• **Data for processing**:
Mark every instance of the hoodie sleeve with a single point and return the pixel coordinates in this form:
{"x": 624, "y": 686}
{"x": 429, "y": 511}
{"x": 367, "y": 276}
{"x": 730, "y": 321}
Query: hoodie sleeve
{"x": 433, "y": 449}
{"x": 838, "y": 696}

• **Stated problem**: Replace "hoodie sleeve" with "jacket sleeve" throughout the records above and leave everything else untouched.

• **Exercise answer**:
Mark every instance of the jacket sleeve with a single point and return the pixel coordinates in this form:
{"x": 624, "y": 686}
{"x": 429, "y": 511}
{"x": 367, "y": 276}
{"x": 730, "y": 321}
Query: jacket sleeve
{"x": 433, "y": 449}
{"x": 838, "y": 696}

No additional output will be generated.